Exercise:
Could you copy the lines below word for word, leaving the pictures out of your answer?

Supplied data:
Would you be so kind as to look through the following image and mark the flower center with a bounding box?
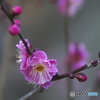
[36,66,44,72]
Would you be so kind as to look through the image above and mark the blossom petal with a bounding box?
[41,82,52,89]
[33,50,47,61]
[49,59,57,66]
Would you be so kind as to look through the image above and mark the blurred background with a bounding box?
[0,0,100,100]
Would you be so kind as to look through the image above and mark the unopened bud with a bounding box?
[75,73,87,82]
[12,6,22,16]
[9,24,20,35]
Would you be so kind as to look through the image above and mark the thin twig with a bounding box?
[18,86,42,100]
[19,59,100,100]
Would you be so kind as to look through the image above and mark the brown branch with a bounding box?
[19,59,100,100]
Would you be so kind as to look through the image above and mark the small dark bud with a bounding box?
[98,52,100,58]
[75,73,87,82]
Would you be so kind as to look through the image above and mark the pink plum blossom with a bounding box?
[57,0,84,17]
[16,39,32,69]
[16,40,58,89]
[67,43,90,69]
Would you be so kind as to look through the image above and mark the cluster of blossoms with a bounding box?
[67,43,90,69]
[16,39,58,89]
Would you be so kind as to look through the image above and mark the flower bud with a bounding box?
[14,19,21,26]
[75,73,87,82]
[12,6,22,16]
[9,24,20,35]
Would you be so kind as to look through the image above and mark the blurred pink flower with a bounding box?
[16,40,58,89]
[57,0,84,17]
[16,39,32,69]
[67,43,90,69]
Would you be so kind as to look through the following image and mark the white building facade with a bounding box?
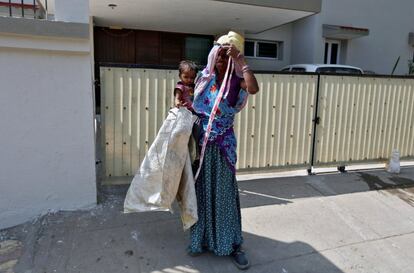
[246,0,414,75]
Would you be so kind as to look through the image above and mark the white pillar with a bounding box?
[55,0,89,24]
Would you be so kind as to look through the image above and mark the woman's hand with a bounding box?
[223,44,240,60]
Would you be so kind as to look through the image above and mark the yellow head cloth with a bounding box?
[216,31,244,54]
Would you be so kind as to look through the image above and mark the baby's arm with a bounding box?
[174,88,183,107]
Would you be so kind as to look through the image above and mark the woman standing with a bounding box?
[189,32,259,269]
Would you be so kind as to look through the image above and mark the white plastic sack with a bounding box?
[387,149,400,173]
[124,108,198,229]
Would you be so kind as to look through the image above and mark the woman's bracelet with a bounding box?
[242,64,251,74]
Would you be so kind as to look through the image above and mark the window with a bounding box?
[292,67,306,72]
[185,36,213,65]
[324,40,341,64]
[244,41,281,59]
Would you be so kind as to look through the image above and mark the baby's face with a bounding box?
[180,70,196,85]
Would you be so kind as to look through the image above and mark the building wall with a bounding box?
[0,18,96,229]
[291,15,322,64]
[292,0,414,74]
[245,24,292,71]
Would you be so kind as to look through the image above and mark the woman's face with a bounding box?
[216,47,229,73]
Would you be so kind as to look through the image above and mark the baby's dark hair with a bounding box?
[178,60,198,76]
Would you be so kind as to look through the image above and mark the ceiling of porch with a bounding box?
[90,0,321,35]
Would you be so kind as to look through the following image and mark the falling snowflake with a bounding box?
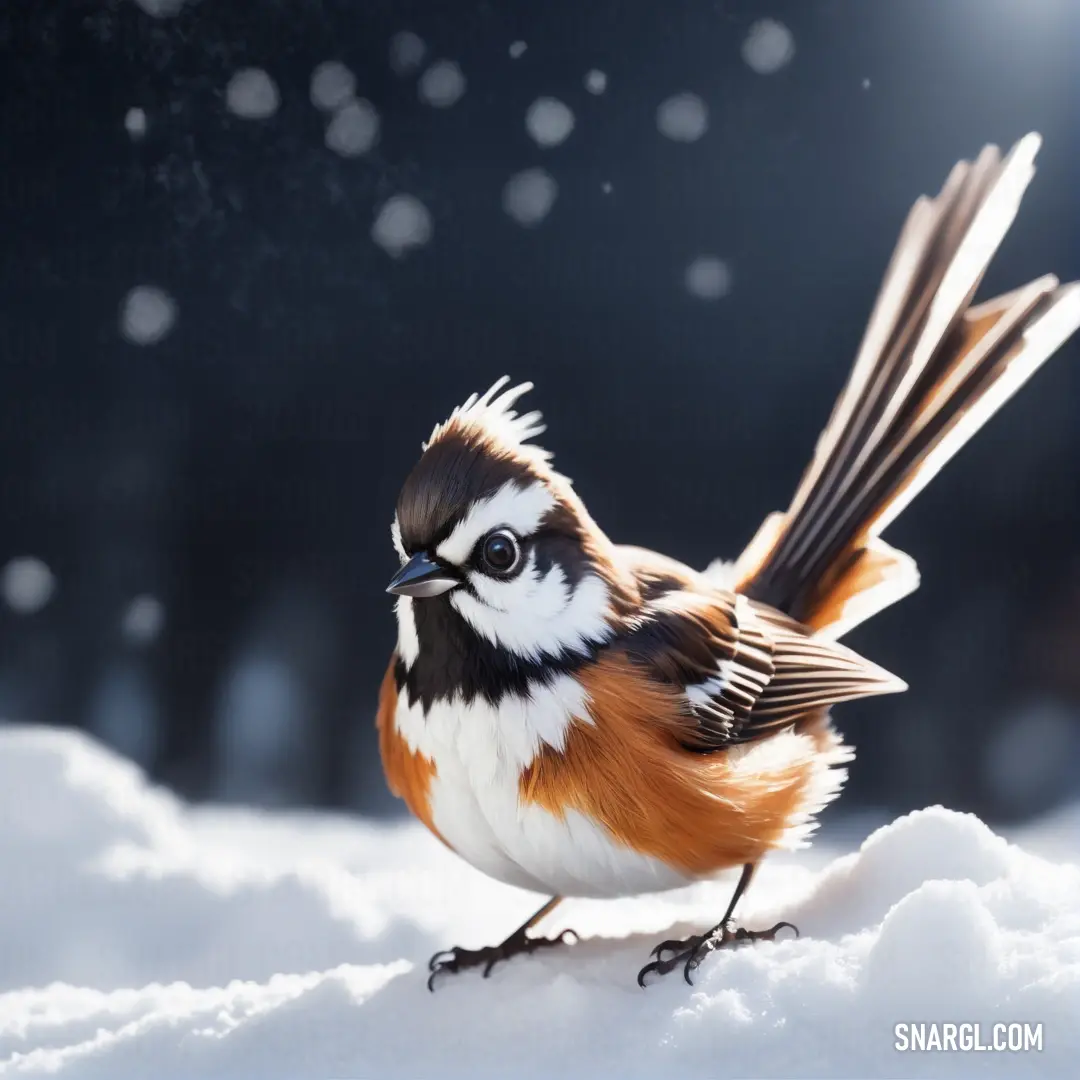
[120,596,165,645]
[502,168,558,227]
[120,285,176,345]
[525,97,573,147]
[419,60,465,109]
[326,97,379,158]
[742,18,795,75]
[372,195,432,258]
[686,255,731,300]
[225,68,281,120]
[0,555,56,615]
[585,68,607,94]
[657,94,708,143]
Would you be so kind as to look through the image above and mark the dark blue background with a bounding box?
[0,0,1080,816]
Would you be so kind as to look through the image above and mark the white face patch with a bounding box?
[450,554,613,660]
[394,596,420,667]
[435,481,556,566]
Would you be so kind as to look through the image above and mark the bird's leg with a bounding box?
[428,896,578,990]
[637,863,799,987]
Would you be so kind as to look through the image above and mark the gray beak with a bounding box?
[387,551,461,598]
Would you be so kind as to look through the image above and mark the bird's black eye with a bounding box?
[480,529,522,573]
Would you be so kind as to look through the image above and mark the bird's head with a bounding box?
[387,377,619,664]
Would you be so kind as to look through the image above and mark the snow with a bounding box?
[686,255,731,300]
[390,30,428,76]
[311,60,356,112]
[124,108,146,140]
[325,97,379,158]
[502,168,558,227]
[372,195,432,258]
[120,285,176,345]
[0,726,1080,1080]
[0,555,56,615]
[657,94,708,143]
[121,595,165,645]
[585,68,607,94]
[419,60,465,109]
[525,97,573,147]
[742,18,795,75]
[225,68,281,120]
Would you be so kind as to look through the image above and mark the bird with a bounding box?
[376,133,1080,988]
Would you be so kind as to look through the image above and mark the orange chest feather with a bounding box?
[376,659,446,843]
[521,656,813,876]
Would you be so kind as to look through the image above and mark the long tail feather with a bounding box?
[735,134,1080,637]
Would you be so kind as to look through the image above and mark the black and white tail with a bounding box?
[735,134,1080,638]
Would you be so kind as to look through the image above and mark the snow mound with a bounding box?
[0,726,1080,1080]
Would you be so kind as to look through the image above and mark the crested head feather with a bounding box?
[422,375,552,463]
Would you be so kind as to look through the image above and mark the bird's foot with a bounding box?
[428,930,578,990]
[637,922,799,988]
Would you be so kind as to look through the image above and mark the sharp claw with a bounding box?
[428,948,454,971]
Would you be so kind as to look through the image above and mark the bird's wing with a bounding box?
[619,586,907,751]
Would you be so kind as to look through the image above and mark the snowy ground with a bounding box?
[0,727,1080,1080]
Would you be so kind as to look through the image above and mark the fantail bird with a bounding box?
[378,134,1080,986]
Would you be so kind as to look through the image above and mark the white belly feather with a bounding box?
[395,675,688,897]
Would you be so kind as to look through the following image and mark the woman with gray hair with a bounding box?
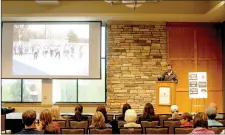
[124,109,141,127]
[169,105,180,120]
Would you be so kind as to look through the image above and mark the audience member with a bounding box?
[206,106,223,126]
[191,112,215,134]
[69,104,88,121]
[117,104,131,121]
[96,105,110,123]
[209,102,224,119]
[15,110,43,134]
[44,125,58,134]
[180,112,193,127]
[138,103,159,124]
[38,109,60,134]
[51,105,63,120]
[169,105,180,120]
[90,111,112,128]
[124,109,141,127]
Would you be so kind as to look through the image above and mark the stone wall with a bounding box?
[107,22,167,112]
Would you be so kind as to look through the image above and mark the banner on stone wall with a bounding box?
[188,72,208,98]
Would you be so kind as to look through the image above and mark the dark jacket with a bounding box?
[138,115,159,124]
[16,128,43,134]
[69,115,88,121]
[161,71,178,83]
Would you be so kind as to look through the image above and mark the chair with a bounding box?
[115,114,122,120]
[60,114,74,120]
[217,113,225,119]
[53,120,66,128]
[208,126,225,134]
[60,128,85,134]
[84,114,92,126]
[118,120,126,128]
[1,115,12,134]
[141,121,159,134]
[106,114,114,121]
[69,120,89,133]
[163,120,181,134]
[217,119,225,126]
[88,128,112,134]
[145,127,169,134]
[158,114,172,126]
[120,128,142,134]
[174,127,195,134]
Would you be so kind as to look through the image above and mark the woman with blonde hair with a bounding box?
[37,109,60,134]
[51,105,63,120]
[191,112,215,134]
[124,109,141,127]
[90,111,112,128]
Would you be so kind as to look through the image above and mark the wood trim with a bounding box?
[166,26,171,64]
[194,30,198,72]
[4,103,106,107]
[176,88,222,92]
[169,58,195,61]
[166,22,217,27]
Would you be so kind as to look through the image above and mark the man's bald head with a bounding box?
[209,102,217,110]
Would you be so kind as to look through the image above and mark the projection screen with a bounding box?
[2,22,101,78]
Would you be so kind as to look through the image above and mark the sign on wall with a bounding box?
[188,72,208,98]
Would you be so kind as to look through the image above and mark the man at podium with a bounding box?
[158,64,178,83]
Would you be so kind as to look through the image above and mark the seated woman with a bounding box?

Final answer:
Would you be so kind as to look through the following image and mark the flower center with a bounding box?
[36,66,44,72]
Would you be so kind as to look through the image above and mark the blossom petal with a bounding box?
[41,82,52,89]
[33,50,47,61]
[49,59,57,66]
Would you be so kind as to look through the image above and mark the blurred background with a bounding box?
[0,0,100,100]
Would you be so kind as to look through the image above and mark the unopened bud with a bounding box?
[75,73,87,82]
[12,6,22,16]
[9,24,20,35]
Would you be so kind as to look through the image above and mark the thin twig with a bounding box?
[18,86,42,100]
[19,59,100,100]
Would you be so kind as to look through the image above and mark the brown branch with a bounding box?
[19,59,100,100]
Would you be so kind as to look through the image above and mark the small dark bud with a bounding box?
[98,52,100,58]
[75,73,87,82]
Would you be so kind as to look through the image above and mark the pink plum blossom with a bounding box?
[57,0,84,17]
[16,39,32,69]
[16,40,58,89]
[67,43,90,69]
Would you be so kind as to look through the image above and mark the cluster of blossoms with a bounding box?
[67,43,90,69]
[16,39,58,89]
Would you be so kind as to look through the image above and mark the flower bud with a bounding box?
[14,19,21,26]
[75,73,87,82]
[12,6,22,16]
[9,24,20,35]
Would you be so kind as to look through the image above and mark the blurred pink flower with a bounding box?
[16,40,58,89]
[57,0,84,17]
[16,39,32,69]
[67,43,90,69]
Would you be so kind as to look through the following image and mark the white building facade with a bounding box?
[246,0,414,75]
Would you be so kind as to look through the image above and mark the white pillar with a bounding box?
[55,0,89,24]
Would you be so kind as to look through the image above and mark the woman's hand with a bounding box?
[223,44,240,60]
Would you be so kind as to look through the image above and mark the yellow head cloth with a bounding box?
[216,31,244,54]
Would you be so kind as to look through the image above and mark the baby's arm with a bounding box?
[174,88,183,107]
Would you be so kind as to look through the image above and mark the woman standing with a bounding box?
[189,32,259,269]
Would you be so kind as to look through the image above and mark the white plastic sack with a bounding box?
[387,149,400,173]
[124,108,198,229]
Would you be so kind as to look through the image above and mark the woman's bracelet with a bounding box?
[242,64,251,74]
Would you be so kind as to look through the image above and mark the window with a bounding box?
[292,67,306,72]
[185,36,213,65]
[324,40,341,64]
[244,41,281,59]
Would you be so kind as to look through the image above and mark the baby's face with a bounding box?
[180,70,196,85]
Would you be so kind as to look through the image above and mark the building wall with a bounding box?
[0,18,96,229]
[291,15,322,64]
[292,0,414,74]
[245,24,292,71]
Would you be so kind as to look through the image above and mark the woman's face with a bounding box?
[216,47,229,73]
Would you be so kind as to look through the image above and mark the baby's dark hair with a bounding box?
[178,60,198,76]
Would you be so kind as to look through the image above and mark the ceiling of porch with a bounding box?
[90,0,321,35]
Would you be so kind as to look through the following image and mark the falling snowflake with a bounding box?
[120,596,165,645]
[502,168,558,227]
[120,285,176,345]
[525,97,573,147]
[419,60,465,109]
[326,97,379,158]
[742,18,795,75]
[372,195,432,258]
[686,255,731,300]
[225,68,281,120]
[0,555,56,615]
[585,68,607,94]
[657,94,708,143]
Would you be so kind as to look through the image above and mark the dark blue background with a bounding box?
[0,0,1080,816]
Would you be so kind as to look through the image above and mark the white face patch with a bounding box?
[450,554,613,660]
[394,596,420,667]
[435,481,556,566]
Would you be so kind as to look through the image above and mark the bird's leg with a bounding box?
[428,896,578,990]
[637,863,799,987]
Would you be so kind as to look through the image above and mark the gray beak with a bounding box?
[387,551,461,598]
Would you be so kind as to look through the image above and mark the bird's black eye with a bounding box?
[480,529,522,573]
Would you be so kind as to look through the image above and mark the bird's head with a bounding box?
[387,377,619,664]
Would you be so kind as to look through the image above and mark the snow with a bounding box?
[686,255,731,300]
[390,30,428,76]
[311,60,356,112]
[124,108,146,140]
[325,97,379,158]
[502,168,558,227]
[372,195,432,258]
[120,285,176,345]
[0,726,1080,1080]
[0,555,56,615]
[657,94,708,143]
[121,595,165,645]
[585,68,607,94]
[419,60,465,109]
[525,97,573,147]
[742,18,795,75]
[225,68,281,120]
Would you be so kind as to look through the image above and mark the bird with a bounding box?
[376,133,1080,988]
Would you be so kind as to look through the image above and mark the orange chest feather with a bounding box?
[376,659,446,843]
[521,656,813,876]
Would you be so kind as to look through the image above and mark the long tail feather with a bounding box?
[735,134,1080,637]
Would you be so kind as to look through the image above and mark the black and white tail with a bounding box?
[735,134,1080,638]
Would you be so kind as to look through the image above and mark the snow mound with a bounding box?
[0,726,1080,1080]
Would you be so kind as to look through the image above and mark the crested head feather with a bounding box?
[422,375,552,463]
Would you be so kind as to look through the image above and mark the bird's foot with a bounding box?
[428,930,578,990]
[637,922,799,988]
Would you be so kind as to look through the image above and mark the sharp claw with a bounding box?
[428,948,454,971]
Would you be so kind as to look through the image above and mark the bird's wing with a bounding box?
[619,586,907,751]
Would you be so kind as to look through the image above and mark the snowy ground with a bounding box?
[0,727,1080,1080]
Would you be so kind as to look through the image above and mark the fantail bird with a bounding box?
[378,134,1080,986]
Would you be so kind as to look through the image above and mark the white belly feather with a bounding box?
[395,675,688,897]
Would you be so kind as to look through the following image and mark the woman with gray hair with a bounding box?
[124,109,141,127]
[169,105,180,120]
Would you be so kind as to look through the image above and mark the audience member with a bounding box?
[206,106,223,126]
[191,112,215,134]
[69,104,88,121]
[117,104,131,121]
[96,105,110,123]
[209,102,224,119]
[15,110,43,134]
[44,125,58,134]
[180,112,193,127]
[138,103,159,124]
[38,109,60,134]
[51,105,63,120]
[169,105,180,120]
[90,111,112,128]
[124,109,141,127]
Would you be so kind as to look through the image above and mark the stone wall with a bounding box?
[107,22,167,112]
Would you be so kind as to look through the image above and mark the banner on stone wall with a bounding box?
[188,72,208,98]
Would you be so kind as to look through the image above and mark the dark jacket with a bounding box?
[138,115,159,124]
[16,128,43,134]
[69,115,88,121]
[161,71,178,83]
Would you be so kind as to look through the image above and mark the chair with a bounding box?
[115,114,122,120]
[60,114,74,120]
[217,113,225,119]
[53,120,66,128]
[208,126,225,134]
[60,128,85,134]
[84,114,92,126]
[118,120,126,128]
[1,115,12,134]
[141,121,159,134]
[106,114,114,121]
[69,120,89,133]
[163,120,181,134]
[217,119,225,126]
[88,128,112,134]
[145,127,169,134]
[158,114,172,126]
[120,128,142,134]
[174,127,195,134]
Would you be so kind as to look through the image above and mark the woman with blonde hair with a bounding box?
[37,109,60,134]
[51,105,63,120]
[191,112,215,134]
[124,109,141,127]
[90,111,112,128]
Would you be so kind as to look through the image above and mark the wood trim with a bounding box?
[166,26,171,64]
[194,30,198,72]
[4,103,106,107]
[176,88,222,92]
[169,58,195,61]
[166,22,217,27]
Would you be so kind as to look through the image above and mark the man's bald head with a bounding box?
[209,102,217,110]
Would you be so kind as to look through the image above and mark the projection screen with a bounding box?
[2,22,101,78]
Would you be so kind as to look through the image above and mark the sign on wall with a bounding box?
[188,72,208,98]
Would you be so kind as to look through the image above and mark the man at podium with a bounding box?
[158,64,178,83]
Would you be so kind as to look through the image above and mark the seated woman with a bounding box?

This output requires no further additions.